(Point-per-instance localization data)

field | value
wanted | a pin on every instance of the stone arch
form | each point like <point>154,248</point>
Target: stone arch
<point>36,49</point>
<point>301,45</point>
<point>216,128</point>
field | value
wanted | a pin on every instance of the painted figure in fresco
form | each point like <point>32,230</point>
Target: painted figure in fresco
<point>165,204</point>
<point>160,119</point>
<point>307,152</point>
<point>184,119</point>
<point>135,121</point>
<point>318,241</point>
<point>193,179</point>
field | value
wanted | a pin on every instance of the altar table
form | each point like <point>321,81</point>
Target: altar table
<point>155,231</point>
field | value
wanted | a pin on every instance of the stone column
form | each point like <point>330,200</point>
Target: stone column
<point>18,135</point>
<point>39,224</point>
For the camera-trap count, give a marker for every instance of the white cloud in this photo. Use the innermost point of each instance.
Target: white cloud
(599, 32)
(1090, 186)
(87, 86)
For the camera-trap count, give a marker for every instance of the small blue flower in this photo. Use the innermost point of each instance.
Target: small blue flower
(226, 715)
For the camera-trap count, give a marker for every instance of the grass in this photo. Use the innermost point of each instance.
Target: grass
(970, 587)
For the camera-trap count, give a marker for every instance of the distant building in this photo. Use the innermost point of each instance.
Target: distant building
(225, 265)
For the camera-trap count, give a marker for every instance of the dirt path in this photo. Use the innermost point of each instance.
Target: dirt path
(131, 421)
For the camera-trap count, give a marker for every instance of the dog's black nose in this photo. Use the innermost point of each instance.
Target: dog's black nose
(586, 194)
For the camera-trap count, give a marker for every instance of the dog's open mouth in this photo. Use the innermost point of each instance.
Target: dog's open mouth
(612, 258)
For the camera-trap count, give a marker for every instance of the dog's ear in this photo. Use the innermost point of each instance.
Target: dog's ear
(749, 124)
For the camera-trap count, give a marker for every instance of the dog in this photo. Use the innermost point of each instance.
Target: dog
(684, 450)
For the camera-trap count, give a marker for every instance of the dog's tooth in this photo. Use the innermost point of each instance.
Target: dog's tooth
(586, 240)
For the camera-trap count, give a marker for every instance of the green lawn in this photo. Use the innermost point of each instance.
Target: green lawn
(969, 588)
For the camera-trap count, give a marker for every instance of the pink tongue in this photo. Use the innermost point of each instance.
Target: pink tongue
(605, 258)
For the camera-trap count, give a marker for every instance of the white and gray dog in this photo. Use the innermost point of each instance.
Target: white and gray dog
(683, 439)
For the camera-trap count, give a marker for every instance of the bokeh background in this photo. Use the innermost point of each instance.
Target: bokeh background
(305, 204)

EXERCISE INSTRUCTIONS: Set down the preceding data verbatim. Every line belongs in the copy.

REPLY TO THE EXERCISE:
field | value
wanted | a pin on every instance of the stone arch
form | each point like <point>154,248</point>
Target: stone arch
<point>36,49</point>
<point>301,45</point>
<point>216,128</point>
field | value
wanted | a pin on every instance of the painted figure in fresco
form | each point like <point>32,230</point>
Target: painted figure in fresco
<point>165,204</point>
<point>160,119</point>
<point>307,152</point>
<point>184,119</point>
<point>135,121</point>
<point>318,241</point>
<point>193,179</point>
field | value
wanted | a pin on every instance of the altar table
form | each point like <point>321,81</point>
Target: altar table
<point>155,231</point>
field | value
wanted | a pin on every instance of the stone column
form | each point like <point>330,200</point>
Target: stone column
<point>18,135</point>
<point>39,224</point>
For the camera-trap count, give a marker for every instance of the white cloud in this photo. Use the innermost point of each instance.
Target: white cloud
(599, 32)
(1090, 186)
(87, 86)
For the camera-trap count, give a marker for every instance of the small blue flower in this photo. Use the innermost point of each instance.
Target: small blue flower
(226, 715)
For the camera-trap count, give a marker for every instance of the grass in this photo. Use the innermost point of each instance.
Target: grass
(970, 587)
For the camera-trap count, give a marker for every instance of the distant building in this photo. Use the innermost point of each instance.
Target: distant building
(225, 265)
For the camera-trap count, give a marker for every instance of the dirt path in this photo. Use the innermost point of each instance.
Target: dirt path
(131, 421)
For the camera-trap count, give a marker for every instance of the dog's black nose in this photo. Use the innermost point of each instance.
Target: dog's black nose
(586, 194)
For the camera-trap count, give a marker for every instance of the dog's open mouth in this photo. Use the innermost point of each instance.
Target: dog's open mouth
(612, 258)
For the camera-trap count, give a marker for every instance of the dog's ear in this photo. Use the innermost point of each instance.
Target: dog's ear
(749, 124)
For the camera-trap count, give a marker for every instance of the dog in this photo. Use the innermost point of each instance.
Target: dog
(684, 450)
For the camera-trap count, give a marker for every instance of the dog's tooth in this photo. Use the innermost point of each instance.
Target: dog's tooth
(586, 240)
For the camera-trap count, give a marker for every instance of the green lawn in this photo. Use the innermost point of each instance.
Target: green lawn
(969, 588)
For the camera-trap count, give a marker for every instance of the pink tongue in this photo. Use the innermost point of each instance.
Target: pink tongue
(605, 258)
For the camera-trap count, give a marker for every instance of the white and gray dog in this photo. Use the innermost point of each instance.
Target: white and gray dog
(683, 439)
For the camera-trap count, give a marker for every instance of the bokeh background in this photo. Use the innermost point of each instance.
Target: bokeh background
(305, 204)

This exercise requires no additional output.